Why is it that so few people are able to think with a clear head when it comes to the topic of the demon weed? After 40 years of cohabitation, you'd think we'd have a handle on what it is and isn't. Yet discourse on the subject is even more loopy here than in the nation at large, if such a thing can be imagined. Wherever you go in Humboldt County people seem to think that the cannabis plant has real, definable magical powers over our society. The only debate is whether it uses those powers for good or for evil. It's a strange state of affairs.
Could it be that we conflate weed with weed prohibition? Could it be simply that marijuana and the byproducts of the war against it -- home invasion robberies, wrecked grow houses, drug cartels -- live next door to each other in our limited, mammalian brains? Do we then recoil in horror at the plant itself, confusing correlation with causation? Very possibly.
Could it also be that we're all just so completely stoned out of our gills? Could it also be that our defiant devotion to our favorite stupefacient, combined with the effects of said stupefacient, invites us to dream up quasi-religious justifications for getting zonked four times a day as a sort of sacramental ritual? Extremely probably.
These are different routes to the same destination. Jah Blessed Love Light Herb or the scourge of Reefer Madness -- they're pretty much equally tedious and false, and have been so for years. Like the Timber Wars before it, one prays for the end of the Humboldt County Weed Wars just so we can move on to more productive conversations. Happily, last week we saw signs of progress on several fronts.
For one, the California Medical Board stood up and yanked the license of (ex-)Dr. Hany Assad, the jolly pot doc who ran Norcal Healthcare Systems Inc., a referral mill with locations around the state, including Arcata's Giuntoli Lane. The board had driven the Oakland-based Assad out of real medicine years ago on the back of seriously unethical behavior with female patients; afterward, he reinvented himself as the Pied Piper of Pot. (See our old cover story for a rundown: "Prescription For Trouble," April 26, 2007.) In a follow-up investigation, though, the board determined that Assad since gave a medical marijuana recommendation to a high school student, after an "exam" that failed to include the taking of vital signs or a review of the patient's medical history.
For another, the Obama administration announced that it would no longer use the federal law enforcement apparatus to prosecute people who are abiding by medical marijuana guidelines in one of the 13 states that allow some sort of exemption for medicinal usage. Before this, federal prosecution was the only thing that kept the state's marijuana dispensaries quasi-illegal; now, presumably, the raids will end.

(Required work)
**1)** In the essay on Humboldt County's marijuana debates, on which Arcata street did Norcal Healthcare Systems Inc. have a location?
**2)** Rewrite the passage of the essay on Humboldt County's marijuana debates starting with "Could it be that" and going on through "ritual? Extremely probably.", replacing "stupefacient" with "intoxicant".
**3)** Go on with the essay on Humboldt County's marijuana debates from the point where it stops.

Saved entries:
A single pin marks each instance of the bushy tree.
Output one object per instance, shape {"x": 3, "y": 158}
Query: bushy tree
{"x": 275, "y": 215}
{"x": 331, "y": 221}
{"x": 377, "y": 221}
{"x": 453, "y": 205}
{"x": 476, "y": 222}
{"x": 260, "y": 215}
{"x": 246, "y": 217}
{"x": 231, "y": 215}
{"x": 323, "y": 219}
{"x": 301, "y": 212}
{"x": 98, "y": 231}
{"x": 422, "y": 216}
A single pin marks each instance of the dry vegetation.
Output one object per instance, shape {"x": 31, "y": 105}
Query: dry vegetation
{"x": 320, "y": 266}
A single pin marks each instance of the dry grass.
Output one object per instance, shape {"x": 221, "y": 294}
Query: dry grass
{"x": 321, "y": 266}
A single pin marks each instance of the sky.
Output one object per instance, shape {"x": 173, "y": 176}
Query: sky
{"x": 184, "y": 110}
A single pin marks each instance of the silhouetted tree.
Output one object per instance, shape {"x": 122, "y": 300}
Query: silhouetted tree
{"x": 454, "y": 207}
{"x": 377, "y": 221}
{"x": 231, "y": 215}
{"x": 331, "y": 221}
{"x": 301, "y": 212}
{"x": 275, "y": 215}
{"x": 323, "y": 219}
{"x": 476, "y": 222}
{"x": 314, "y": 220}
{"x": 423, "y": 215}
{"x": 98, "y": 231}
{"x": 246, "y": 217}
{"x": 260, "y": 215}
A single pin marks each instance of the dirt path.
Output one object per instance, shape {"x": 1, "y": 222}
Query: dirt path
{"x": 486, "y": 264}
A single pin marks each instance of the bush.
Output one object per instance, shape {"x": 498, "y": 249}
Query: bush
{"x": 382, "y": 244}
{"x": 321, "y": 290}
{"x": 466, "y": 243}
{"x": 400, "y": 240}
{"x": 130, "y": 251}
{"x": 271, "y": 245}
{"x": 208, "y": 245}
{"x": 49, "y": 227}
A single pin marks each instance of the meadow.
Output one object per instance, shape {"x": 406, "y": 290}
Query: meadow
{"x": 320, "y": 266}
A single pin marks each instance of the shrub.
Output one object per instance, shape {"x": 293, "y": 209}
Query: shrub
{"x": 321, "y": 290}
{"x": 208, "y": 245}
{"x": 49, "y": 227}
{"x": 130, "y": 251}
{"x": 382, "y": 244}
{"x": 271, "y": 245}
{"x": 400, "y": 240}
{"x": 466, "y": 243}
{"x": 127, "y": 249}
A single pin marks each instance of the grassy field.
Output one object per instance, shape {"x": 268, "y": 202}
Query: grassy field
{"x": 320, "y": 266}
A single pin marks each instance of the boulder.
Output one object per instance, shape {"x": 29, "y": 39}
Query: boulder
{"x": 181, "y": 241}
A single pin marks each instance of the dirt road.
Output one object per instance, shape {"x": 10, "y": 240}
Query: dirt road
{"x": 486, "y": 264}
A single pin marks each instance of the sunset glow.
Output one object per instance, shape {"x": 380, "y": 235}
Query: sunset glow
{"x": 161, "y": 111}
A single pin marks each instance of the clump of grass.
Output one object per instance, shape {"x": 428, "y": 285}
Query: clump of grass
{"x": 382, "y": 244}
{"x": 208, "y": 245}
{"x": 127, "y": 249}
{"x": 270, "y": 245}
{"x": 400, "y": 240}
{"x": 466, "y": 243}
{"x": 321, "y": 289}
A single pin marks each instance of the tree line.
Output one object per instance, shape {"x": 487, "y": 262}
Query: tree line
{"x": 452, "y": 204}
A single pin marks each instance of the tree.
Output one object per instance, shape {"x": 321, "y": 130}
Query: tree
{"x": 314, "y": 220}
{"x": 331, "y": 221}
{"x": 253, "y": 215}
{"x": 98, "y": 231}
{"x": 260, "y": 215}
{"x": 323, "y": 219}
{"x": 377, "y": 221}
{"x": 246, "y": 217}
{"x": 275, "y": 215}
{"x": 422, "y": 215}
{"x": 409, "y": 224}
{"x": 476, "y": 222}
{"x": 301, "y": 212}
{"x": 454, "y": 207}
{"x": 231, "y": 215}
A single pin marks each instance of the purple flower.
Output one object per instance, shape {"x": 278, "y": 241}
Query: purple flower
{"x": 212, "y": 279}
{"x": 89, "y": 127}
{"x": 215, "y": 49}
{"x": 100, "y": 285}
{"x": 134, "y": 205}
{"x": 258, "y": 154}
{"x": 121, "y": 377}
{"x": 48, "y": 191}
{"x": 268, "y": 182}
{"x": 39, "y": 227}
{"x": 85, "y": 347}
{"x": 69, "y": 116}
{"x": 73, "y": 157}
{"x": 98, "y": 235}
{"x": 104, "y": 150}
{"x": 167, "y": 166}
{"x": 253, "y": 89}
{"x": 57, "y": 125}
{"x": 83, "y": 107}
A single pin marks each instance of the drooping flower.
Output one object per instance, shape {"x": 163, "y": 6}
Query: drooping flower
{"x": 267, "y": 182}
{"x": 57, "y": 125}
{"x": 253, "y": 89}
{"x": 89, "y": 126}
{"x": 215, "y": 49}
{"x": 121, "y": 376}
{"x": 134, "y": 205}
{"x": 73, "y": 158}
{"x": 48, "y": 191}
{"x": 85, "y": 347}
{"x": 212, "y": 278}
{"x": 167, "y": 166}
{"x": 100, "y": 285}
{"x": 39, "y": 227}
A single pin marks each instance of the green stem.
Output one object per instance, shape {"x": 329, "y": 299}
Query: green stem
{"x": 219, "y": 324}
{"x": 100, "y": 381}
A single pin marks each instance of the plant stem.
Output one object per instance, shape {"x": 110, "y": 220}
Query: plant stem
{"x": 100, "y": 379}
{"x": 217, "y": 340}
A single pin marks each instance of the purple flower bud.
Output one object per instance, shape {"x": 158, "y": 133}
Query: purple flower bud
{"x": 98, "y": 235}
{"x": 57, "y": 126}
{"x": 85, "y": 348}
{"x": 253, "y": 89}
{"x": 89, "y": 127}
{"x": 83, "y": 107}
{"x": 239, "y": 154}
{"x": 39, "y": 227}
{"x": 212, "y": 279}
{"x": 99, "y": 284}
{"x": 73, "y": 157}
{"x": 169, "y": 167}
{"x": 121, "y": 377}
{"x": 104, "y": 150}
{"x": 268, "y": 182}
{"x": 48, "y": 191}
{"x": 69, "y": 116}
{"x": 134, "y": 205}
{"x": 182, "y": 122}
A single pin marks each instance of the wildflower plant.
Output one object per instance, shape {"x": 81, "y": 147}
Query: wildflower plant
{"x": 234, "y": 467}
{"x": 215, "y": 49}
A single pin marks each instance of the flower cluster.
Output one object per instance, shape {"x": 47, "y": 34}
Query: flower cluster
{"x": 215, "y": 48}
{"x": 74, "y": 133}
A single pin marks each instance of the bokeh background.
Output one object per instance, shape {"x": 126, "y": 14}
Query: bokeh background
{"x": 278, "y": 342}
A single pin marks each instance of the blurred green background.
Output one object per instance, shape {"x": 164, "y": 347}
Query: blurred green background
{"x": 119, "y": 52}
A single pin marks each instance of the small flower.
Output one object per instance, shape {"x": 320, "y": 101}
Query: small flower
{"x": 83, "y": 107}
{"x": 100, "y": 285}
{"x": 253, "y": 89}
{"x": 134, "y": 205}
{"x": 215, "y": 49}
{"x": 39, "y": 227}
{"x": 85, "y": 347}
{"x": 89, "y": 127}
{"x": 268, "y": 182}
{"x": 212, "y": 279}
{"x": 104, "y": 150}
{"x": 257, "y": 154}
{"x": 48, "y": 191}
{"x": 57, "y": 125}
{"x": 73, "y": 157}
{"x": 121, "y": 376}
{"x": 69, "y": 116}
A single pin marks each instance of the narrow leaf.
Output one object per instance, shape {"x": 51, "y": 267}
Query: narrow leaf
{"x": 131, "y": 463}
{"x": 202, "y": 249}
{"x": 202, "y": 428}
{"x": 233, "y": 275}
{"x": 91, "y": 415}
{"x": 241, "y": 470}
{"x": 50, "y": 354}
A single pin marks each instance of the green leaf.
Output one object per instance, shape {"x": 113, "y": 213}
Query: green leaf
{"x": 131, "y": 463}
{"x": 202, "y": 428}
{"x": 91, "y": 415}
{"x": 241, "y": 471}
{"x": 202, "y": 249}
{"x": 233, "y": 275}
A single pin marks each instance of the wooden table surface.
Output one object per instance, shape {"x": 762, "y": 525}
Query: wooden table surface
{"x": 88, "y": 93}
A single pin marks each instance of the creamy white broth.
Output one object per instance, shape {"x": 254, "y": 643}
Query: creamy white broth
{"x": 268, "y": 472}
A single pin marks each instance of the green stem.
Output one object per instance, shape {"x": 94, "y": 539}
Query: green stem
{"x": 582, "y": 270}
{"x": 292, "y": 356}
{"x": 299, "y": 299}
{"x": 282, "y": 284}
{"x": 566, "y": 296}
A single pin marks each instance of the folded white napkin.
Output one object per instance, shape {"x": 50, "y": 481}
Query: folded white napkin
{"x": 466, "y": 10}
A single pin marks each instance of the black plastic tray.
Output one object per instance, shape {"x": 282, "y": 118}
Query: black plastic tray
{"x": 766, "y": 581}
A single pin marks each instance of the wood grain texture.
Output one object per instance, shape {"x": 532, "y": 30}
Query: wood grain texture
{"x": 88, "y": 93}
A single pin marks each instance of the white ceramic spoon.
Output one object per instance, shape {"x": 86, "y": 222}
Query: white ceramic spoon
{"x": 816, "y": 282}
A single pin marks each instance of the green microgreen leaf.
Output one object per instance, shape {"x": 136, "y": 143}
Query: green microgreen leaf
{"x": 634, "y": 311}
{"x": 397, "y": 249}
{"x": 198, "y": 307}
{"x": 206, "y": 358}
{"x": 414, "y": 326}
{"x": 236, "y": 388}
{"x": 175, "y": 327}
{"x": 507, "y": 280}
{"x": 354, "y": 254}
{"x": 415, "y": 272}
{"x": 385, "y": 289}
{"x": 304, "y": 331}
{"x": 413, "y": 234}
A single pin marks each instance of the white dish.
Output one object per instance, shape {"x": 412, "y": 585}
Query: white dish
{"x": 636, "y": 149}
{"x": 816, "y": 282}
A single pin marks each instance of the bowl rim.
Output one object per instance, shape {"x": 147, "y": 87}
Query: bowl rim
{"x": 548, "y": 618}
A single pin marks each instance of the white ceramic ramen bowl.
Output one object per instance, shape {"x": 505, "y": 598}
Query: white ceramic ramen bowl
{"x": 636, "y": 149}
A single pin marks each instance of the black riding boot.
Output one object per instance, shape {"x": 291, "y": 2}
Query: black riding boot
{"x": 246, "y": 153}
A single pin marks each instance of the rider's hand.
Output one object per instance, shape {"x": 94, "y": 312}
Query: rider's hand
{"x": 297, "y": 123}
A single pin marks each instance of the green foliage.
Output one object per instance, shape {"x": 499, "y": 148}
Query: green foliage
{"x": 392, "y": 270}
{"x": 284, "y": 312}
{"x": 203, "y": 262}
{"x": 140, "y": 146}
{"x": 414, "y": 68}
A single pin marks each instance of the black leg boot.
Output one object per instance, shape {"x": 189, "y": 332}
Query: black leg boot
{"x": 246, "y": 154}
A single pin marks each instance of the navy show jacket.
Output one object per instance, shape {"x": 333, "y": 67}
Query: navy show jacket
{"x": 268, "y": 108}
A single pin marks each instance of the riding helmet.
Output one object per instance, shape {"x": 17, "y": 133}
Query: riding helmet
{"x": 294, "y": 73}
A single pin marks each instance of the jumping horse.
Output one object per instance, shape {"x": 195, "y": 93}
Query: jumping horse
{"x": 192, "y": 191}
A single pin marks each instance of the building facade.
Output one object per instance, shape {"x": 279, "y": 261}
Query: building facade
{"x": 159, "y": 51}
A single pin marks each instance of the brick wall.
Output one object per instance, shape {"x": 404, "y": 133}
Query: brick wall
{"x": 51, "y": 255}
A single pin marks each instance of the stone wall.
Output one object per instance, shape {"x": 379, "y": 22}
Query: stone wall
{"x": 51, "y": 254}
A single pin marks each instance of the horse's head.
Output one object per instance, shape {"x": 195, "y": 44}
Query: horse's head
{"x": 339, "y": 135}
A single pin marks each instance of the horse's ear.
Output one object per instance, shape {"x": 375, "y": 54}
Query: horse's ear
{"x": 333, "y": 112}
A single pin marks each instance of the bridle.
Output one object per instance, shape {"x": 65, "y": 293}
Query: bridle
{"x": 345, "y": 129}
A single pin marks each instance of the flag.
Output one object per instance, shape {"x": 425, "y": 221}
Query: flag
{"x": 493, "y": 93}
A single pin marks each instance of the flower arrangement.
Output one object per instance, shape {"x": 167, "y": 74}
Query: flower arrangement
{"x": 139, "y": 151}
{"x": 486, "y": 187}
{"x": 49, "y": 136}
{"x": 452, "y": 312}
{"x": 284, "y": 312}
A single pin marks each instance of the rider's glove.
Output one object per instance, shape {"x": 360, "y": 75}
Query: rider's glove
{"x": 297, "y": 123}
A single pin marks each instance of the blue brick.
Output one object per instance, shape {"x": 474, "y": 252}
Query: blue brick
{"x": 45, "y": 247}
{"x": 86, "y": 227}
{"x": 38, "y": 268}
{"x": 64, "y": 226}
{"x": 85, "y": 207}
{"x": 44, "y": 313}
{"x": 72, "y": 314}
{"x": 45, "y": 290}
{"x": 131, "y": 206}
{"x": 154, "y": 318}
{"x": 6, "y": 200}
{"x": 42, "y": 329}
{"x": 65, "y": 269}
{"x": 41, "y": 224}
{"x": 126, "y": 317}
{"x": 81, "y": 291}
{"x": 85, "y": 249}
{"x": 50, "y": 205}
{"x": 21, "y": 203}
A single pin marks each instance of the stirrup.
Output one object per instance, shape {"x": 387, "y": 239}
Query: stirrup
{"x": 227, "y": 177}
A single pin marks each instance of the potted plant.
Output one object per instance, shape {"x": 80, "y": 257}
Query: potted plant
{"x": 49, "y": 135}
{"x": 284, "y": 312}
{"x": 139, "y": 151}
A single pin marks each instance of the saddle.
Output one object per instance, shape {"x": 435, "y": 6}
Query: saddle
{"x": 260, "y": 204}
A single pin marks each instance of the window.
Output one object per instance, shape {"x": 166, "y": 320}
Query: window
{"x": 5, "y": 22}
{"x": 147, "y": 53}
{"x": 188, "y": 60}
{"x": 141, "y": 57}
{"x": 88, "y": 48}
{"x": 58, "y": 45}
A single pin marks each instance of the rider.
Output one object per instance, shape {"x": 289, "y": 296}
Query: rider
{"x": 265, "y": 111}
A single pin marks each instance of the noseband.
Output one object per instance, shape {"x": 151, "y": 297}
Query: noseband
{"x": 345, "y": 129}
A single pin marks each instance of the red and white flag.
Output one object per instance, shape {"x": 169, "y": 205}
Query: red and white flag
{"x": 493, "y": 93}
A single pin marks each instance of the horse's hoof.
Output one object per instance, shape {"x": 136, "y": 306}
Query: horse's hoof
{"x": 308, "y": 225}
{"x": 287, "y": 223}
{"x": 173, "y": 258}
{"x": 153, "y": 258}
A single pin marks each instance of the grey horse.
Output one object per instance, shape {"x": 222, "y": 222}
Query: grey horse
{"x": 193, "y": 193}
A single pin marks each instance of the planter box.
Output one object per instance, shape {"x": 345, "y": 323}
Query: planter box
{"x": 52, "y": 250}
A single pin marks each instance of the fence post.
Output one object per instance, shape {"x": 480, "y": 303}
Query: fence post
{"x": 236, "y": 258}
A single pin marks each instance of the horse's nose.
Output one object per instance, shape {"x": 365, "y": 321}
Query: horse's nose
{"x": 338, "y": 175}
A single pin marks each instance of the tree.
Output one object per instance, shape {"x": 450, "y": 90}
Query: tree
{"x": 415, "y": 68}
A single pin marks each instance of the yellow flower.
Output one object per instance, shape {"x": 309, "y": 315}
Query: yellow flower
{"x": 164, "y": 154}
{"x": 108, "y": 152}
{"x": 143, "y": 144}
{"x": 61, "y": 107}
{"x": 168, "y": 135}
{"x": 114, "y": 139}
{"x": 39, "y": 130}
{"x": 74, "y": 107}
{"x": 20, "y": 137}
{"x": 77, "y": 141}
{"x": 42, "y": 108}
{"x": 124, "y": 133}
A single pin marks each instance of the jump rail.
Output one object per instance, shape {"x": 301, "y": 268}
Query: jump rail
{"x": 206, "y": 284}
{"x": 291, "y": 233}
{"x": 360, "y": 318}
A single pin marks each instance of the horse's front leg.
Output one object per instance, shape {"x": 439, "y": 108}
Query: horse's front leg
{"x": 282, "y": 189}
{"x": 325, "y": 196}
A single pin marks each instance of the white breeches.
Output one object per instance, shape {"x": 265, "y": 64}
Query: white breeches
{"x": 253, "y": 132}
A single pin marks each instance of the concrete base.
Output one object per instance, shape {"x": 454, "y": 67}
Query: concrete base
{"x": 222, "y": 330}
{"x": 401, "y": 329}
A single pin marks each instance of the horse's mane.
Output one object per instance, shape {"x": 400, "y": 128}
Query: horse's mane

(Written answers)
**1)** Giuntoli Lane

**2)**
Could it be that we conflate weed with weed prohibition? Could it be simply that marijuana and the byproducts of the war against it -- home invasion robberies, wrecked grow houses, drug cartels -- live next door to each other in our limited, mammalian brains? Do we then recoil in horror at the plant itself, confusing correlation with causation? Very possibly.
Could it also be that we're all just so completely stoned out of our gills? Could it also be that our defiant devotion to our favorite intoxicant, combined with the effects of said intoxicant, invites us to dream up quasi-religious justifications for getting zonked four times a day as a sort of sacramental ritual? Extremely probably.

**3)**
Finally, the city of Arcata got another 40 minutes or so of fame when the A&E Network aired its latest weed documentary, Pot City USA. (That's us!) The film -- narrated, dryly notes Journal contributor Jay Herzog, by Who Wants To Be A Millionaire? host Meredith Viera -- seemed pitched at middle America, and so the ominous background music and overall fear factor was ratcheted up to 11. Still, it contained a pretty good overview of the grow house situation, as well as some great interviews with Mike McLaren, Jeff Knapp, the Arcata Eye's Kevin Hoover, Grow publisher Eric Sligh, APD Capt. Tom Chapman and some other locals who do, in fact, have pretty sober takes on the subject. (Say what you will about Meredith, she found the needles in the haystack.)
What do these things have in common? It seems to me that they all point toward the only possible exit strategy: legalization. California's Proposition 215, which decriminalized medical marijuana in 1996, was a nice step forward, but it has long outlived its usefulness. Prop. 215 gave the medical profession the power to determine who would get to smoke pot, which naturally led to the corruption of some doctors and the general besmirchment of the profession. The Assad matter would seem to indicate that they're sick of it. The federal government has finally realized that it has better things to do than to wage a losing war on the nation's stoners. Arcata city government is no match for the whiny moonshiners who have taken over its neighborhoods, by far the largest beneficiaries of prohibition in the county (assuming that the Mexican cartels are still pretty much at bay).
All this nonsense could go away as soon as November 2010, when in all likelihood California voters will be presented with a ballot initiative to legalize marijuana across the board. It will be opposed by a coalition of big-time growers and the criminally clueless. Please, Lord, let them lose.